Records from a data collection

———

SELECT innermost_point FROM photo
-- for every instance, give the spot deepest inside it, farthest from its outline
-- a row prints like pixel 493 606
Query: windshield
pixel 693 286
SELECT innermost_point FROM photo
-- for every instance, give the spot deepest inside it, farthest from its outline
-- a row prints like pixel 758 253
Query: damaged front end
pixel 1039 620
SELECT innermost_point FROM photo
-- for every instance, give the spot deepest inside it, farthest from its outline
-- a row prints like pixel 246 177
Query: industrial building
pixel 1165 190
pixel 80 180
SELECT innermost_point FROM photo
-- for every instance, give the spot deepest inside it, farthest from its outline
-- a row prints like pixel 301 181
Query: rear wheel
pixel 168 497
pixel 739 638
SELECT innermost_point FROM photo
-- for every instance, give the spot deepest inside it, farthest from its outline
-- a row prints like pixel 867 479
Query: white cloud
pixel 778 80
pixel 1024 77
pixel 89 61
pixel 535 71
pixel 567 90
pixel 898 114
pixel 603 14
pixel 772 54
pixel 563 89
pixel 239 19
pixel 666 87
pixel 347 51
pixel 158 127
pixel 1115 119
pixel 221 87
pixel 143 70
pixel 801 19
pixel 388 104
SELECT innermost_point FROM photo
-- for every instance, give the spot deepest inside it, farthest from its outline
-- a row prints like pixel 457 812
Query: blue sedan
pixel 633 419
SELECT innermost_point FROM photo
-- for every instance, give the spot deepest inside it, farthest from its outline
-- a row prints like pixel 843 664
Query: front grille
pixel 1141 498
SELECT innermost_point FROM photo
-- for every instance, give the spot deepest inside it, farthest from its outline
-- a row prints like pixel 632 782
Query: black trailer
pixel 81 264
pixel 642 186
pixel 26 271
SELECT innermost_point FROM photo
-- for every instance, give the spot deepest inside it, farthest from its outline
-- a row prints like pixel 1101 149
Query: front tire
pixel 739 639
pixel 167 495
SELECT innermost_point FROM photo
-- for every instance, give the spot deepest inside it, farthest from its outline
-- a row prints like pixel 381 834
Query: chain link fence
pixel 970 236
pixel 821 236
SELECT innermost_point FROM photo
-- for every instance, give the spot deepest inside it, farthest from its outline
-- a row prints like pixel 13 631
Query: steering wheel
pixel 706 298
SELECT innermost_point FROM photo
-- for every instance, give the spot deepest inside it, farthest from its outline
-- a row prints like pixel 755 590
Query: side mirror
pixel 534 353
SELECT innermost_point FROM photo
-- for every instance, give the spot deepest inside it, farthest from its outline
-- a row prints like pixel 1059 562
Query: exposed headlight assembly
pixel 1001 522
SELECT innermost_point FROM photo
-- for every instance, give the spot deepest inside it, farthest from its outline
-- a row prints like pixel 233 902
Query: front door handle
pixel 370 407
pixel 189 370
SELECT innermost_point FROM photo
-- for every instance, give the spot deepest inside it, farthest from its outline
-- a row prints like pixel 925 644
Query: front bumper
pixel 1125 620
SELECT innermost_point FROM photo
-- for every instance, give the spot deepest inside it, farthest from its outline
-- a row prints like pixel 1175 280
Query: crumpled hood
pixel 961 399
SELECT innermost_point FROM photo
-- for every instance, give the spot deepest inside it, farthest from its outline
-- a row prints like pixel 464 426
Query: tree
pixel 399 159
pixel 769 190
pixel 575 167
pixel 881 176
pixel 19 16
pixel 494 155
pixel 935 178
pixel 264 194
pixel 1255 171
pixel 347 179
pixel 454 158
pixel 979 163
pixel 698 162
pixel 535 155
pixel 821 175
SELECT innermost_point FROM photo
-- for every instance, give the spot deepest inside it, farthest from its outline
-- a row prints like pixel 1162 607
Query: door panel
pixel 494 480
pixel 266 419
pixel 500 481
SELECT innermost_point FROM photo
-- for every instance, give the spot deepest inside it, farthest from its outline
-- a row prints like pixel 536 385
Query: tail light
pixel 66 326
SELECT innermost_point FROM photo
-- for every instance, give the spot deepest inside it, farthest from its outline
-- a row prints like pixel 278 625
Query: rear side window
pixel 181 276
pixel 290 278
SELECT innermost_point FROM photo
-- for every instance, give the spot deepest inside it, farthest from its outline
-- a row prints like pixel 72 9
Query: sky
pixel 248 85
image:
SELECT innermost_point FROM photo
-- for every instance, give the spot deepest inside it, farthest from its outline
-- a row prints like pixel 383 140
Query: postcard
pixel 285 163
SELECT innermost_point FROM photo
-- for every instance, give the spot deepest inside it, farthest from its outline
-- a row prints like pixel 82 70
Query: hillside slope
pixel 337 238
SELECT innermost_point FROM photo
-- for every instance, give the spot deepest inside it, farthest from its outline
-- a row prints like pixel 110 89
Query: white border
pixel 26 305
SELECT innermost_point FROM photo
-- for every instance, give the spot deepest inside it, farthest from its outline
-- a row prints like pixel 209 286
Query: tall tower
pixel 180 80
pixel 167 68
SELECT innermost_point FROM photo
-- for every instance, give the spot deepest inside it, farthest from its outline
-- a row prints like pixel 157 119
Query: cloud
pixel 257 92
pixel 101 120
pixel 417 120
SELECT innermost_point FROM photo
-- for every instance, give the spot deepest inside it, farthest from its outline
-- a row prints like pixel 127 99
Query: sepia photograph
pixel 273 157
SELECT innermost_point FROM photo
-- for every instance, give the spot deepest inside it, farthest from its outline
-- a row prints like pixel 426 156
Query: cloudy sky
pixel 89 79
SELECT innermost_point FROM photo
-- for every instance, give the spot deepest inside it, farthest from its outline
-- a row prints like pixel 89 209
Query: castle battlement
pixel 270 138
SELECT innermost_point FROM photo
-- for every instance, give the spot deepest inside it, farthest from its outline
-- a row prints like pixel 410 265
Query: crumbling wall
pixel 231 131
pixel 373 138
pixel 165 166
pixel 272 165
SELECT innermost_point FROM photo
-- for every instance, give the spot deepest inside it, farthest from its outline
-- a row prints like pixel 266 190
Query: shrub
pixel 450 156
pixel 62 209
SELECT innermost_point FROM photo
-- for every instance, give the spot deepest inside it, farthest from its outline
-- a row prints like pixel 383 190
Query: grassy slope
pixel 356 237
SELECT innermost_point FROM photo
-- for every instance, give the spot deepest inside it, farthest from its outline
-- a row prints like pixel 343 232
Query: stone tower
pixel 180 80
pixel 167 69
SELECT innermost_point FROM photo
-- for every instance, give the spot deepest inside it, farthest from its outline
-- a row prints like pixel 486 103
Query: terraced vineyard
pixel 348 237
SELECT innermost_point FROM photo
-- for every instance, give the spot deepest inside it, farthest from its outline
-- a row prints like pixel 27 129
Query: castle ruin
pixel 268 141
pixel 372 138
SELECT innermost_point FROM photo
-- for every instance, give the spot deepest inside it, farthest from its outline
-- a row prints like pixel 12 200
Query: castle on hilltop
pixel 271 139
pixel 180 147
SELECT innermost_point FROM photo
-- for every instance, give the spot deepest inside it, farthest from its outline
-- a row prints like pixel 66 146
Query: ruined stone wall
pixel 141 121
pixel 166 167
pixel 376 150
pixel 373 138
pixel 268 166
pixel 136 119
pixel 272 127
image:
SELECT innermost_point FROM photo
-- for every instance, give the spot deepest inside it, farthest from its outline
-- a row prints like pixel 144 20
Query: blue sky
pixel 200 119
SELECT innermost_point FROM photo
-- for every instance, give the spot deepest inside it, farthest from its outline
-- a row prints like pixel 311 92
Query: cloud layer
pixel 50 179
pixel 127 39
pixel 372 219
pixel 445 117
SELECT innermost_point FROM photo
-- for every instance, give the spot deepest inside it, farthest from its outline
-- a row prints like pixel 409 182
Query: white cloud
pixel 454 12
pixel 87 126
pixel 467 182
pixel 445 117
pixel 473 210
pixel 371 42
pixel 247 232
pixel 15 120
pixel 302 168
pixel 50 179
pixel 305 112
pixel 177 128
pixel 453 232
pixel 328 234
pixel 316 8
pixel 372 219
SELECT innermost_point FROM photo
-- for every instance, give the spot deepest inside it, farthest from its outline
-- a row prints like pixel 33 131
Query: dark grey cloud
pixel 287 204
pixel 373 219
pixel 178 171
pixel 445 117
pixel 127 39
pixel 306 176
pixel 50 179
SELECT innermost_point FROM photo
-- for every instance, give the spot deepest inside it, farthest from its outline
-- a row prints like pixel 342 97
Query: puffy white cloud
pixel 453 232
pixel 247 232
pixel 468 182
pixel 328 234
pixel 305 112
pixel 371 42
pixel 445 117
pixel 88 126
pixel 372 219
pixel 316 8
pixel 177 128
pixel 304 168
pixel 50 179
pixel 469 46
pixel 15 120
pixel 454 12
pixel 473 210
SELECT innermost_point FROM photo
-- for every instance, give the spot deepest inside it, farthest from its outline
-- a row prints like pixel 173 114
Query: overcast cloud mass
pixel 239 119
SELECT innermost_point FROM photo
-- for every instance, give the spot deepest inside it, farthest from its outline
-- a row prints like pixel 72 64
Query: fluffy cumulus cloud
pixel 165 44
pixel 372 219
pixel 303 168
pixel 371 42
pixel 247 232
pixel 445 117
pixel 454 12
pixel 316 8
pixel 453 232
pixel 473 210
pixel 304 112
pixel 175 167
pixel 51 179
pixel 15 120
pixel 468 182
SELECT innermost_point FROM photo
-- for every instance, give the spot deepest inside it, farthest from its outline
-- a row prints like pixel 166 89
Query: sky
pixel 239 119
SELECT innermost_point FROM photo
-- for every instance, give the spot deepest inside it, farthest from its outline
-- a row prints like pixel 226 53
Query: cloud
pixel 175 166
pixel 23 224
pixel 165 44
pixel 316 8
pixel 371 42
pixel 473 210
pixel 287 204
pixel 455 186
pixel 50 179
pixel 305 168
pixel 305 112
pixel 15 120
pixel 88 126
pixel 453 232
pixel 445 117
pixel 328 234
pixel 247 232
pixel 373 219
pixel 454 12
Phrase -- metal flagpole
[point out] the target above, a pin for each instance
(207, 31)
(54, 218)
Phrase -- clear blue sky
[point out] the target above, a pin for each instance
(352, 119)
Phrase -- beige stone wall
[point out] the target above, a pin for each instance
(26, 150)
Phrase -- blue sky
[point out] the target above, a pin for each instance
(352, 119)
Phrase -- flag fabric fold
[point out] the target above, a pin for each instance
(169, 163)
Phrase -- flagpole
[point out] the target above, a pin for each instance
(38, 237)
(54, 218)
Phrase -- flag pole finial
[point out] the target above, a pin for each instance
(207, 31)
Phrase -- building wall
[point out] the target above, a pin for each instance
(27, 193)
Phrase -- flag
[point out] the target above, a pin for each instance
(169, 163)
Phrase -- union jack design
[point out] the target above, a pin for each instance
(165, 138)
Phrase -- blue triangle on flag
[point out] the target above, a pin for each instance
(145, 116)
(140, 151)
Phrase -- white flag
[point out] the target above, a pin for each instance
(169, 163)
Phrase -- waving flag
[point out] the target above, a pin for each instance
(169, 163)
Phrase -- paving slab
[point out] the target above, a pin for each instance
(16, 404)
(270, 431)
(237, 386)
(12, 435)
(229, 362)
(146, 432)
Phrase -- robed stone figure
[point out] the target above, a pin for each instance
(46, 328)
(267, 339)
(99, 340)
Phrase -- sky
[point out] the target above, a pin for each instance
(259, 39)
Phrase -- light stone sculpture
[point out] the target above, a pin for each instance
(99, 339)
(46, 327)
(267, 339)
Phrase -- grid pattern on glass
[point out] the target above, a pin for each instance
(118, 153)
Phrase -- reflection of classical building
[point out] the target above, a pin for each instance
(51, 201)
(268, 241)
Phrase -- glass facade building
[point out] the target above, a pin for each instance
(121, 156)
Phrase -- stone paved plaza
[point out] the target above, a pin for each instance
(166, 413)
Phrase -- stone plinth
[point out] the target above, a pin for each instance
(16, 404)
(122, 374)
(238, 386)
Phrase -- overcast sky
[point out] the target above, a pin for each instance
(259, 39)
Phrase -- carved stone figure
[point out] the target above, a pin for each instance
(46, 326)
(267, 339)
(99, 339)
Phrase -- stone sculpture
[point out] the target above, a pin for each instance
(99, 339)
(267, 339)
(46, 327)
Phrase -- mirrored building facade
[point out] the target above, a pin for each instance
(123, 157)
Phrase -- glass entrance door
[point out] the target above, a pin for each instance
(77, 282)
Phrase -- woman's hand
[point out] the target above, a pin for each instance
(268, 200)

———

*Action item*.
In the data above, find each line that uses the string "flagpole". Copy it.

*Exercise answer*.
Phrase -- metal flagpole
Phrase -- flagpole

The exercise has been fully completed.